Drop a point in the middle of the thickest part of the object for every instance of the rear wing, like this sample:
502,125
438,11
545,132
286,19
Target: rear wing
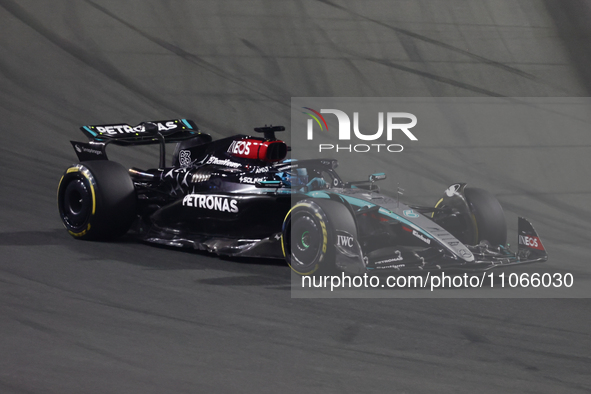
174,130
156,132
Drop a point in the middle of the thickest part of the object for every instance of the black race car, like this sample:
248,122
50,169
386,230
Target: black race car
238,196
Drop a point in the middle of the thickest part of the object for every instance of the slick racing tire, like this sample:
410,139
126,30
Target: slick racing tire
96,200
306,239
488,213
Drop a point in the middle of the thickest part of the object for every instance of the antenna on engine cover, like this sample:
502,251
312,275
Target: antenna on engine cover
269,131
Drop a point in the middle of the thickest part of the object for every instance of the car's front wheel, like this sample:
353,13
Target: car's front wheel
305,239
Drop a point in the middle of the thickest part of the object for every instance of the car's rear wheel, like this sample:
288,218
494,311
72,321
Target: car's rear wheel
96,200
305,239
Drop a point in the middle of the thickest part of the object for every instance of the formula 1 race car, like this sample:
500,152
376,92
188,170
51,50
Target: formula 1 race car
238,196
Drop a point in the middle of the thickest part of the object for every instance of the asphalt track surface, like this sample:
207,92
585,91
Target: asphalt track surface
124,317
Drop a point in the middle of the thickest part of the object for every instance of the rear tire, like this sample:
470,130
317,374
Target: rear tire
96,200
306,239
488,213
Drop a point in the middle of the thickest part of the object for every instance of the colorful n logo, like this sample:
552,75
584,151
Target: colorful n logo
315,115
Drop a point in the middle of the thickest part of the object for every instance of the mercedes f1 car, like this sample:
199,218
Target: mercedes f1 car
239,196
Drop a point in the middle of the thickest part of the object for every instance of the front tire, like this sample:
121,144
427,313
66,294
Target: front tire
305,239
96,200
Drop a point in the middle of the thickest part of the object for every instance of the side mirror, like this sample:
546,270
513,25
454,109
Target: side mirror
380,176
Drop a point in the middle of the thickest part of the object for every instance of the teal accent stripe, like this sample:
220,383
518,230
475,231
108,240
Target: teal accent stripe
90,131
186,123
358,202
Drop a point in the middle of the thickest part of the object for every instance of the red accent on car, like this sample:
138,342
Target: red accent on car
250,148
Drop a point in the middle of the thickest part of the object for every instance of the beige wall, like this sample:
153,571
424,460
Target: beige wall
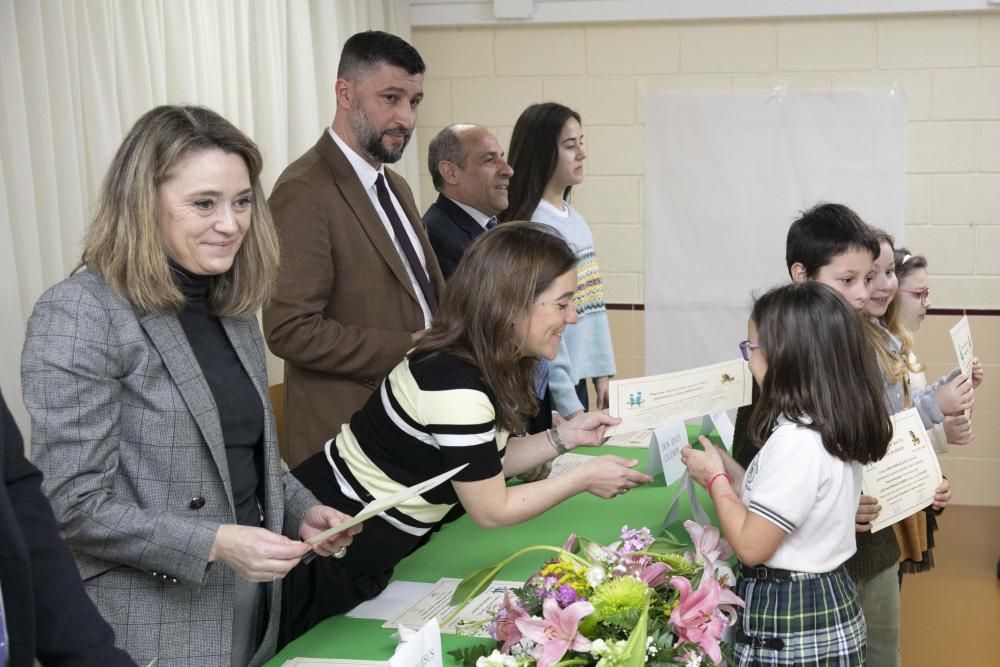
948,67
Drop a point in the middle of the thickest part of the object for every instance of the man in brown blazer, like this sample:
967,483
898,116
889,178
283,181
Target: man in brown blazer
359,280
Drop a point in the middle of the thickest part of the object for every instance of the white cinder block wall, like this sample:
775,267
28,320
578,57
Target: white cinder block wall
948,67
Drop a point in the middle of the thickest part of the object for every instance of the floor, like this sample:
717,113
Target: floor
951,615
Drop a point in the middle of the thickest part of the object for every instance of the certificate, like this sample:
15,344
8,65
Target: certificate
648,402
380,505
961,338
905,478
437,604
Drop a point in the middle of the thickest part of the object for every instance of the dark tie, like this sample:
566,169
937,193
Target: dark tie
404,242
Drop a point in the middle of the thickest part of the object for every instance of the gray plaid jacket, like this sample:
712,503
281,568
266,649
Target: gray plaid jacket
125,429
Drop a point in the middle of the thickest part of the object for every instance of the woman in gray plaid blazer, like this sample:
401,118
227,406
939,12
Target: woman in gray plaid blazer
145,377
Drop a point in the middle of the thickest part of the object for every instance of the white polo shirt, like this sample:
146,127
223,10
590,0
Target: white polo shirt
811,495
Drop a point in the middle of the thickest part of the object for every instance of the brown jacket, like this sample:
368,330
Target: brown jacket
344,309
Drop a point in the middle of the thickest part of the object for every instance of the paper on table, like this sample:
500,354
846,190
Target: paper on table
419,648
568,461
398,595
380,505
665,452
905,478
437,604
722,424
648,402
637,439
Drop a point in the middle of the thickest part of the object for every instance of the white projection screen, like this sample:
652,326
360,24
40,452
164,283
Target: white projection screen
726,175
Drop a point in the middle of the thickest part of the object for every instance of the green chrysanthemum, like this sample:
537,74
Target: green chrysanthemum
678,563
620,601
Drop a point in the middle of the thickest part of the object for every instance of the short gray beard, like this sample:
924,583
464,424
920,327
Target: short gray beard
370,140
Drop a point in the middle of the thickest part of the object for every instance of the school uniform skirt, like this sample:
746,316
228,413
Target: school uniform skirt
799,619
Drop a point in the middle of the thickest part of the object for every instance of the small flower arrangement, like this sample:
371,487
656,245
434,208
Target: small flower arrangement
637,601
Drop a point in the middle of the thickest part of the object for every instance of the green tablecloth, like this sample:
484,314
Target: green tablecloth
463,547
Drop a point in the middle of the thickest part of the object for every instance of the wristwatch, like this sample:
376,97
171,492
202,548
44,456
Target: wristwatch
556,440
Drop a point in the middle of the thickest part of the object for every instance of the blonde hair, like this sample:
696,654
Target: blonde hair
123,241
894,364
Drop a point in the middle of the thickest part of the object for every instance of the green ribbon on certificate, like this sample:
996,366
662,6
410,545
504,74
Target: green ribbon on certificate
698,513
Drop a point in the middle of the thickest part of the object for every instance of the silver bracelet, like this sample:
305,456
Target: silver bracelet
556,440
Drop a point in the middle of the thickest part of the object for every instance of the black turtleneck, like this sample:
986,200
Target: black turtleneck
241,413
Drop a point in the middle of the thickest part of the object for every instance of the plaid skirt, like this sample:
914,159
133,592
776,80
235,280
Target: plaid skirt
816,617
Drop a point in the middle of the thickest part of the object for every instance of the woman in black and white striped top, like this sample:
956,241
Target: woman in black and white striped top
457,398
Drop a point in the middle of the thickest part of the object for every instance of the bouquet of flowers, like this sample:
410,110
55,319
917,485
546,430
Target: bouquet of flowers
+---+
# [PROBLEM DESCRIPTION]
Please quote exactly the lines from the one containing "of the small" through the last line of the records above, both included, and nothing else.

# [CORRECT RESPONSE]
Drop a point in the middle of the thickest part of the object for every instance of the small flower arrangement, like this sample:
371,487
656,245
434,208
Target: small flower arrangement
637,601
Drop a point in the middle of the thickest part of the object for every instance of the green tablecloth, like this sample:
484,314
Target: green tablecloth
463,547
Drop a point in the middle of the thickest part of the object for every instance of the wristwatch, like this sample:
376,97
171,492
202,548
44,456
Target: wristwatch
556,440
Drop a point in the middle of the thickest part of the object for every instance of the blonde hair, like this sample:
696,654
Target: blonde hair
123,241
894,364
Drop a point in the middle of the thickest part of the object for every instance of the green ribbon on certificate, like this sample:
996,366
662,6
410,545
504,74
Target: green ribbon on certificate
698,513
Drop a point in the middle of the thickest part of the object for every instance of the silver bracelet, like this sample:
305,456
Target: silver bracelet
556,440
Drop a point in the middle of the thickest part of the object for every instance of the black turtleneck, like this sample:
986,200
Target: black turtleneck
241,413
Drop a point in the middle of the thickest part of the object for every instance of the plaid skirt, like this sample:
914,159
133,592
776,80
235,280
Target: plaid skirt
816,617
Drop a point in the middle of the thickest part of the object for every instance of the woman in black and white striped top, like this sample:
956,241
Target: woman in black and white striped top
457,398
Drop a point in the middle of the thickest part of the object for every instance of the bouquet of flowers, like this sample:
410,110
55,319
917,485
546,430
Target: bouquet of flowers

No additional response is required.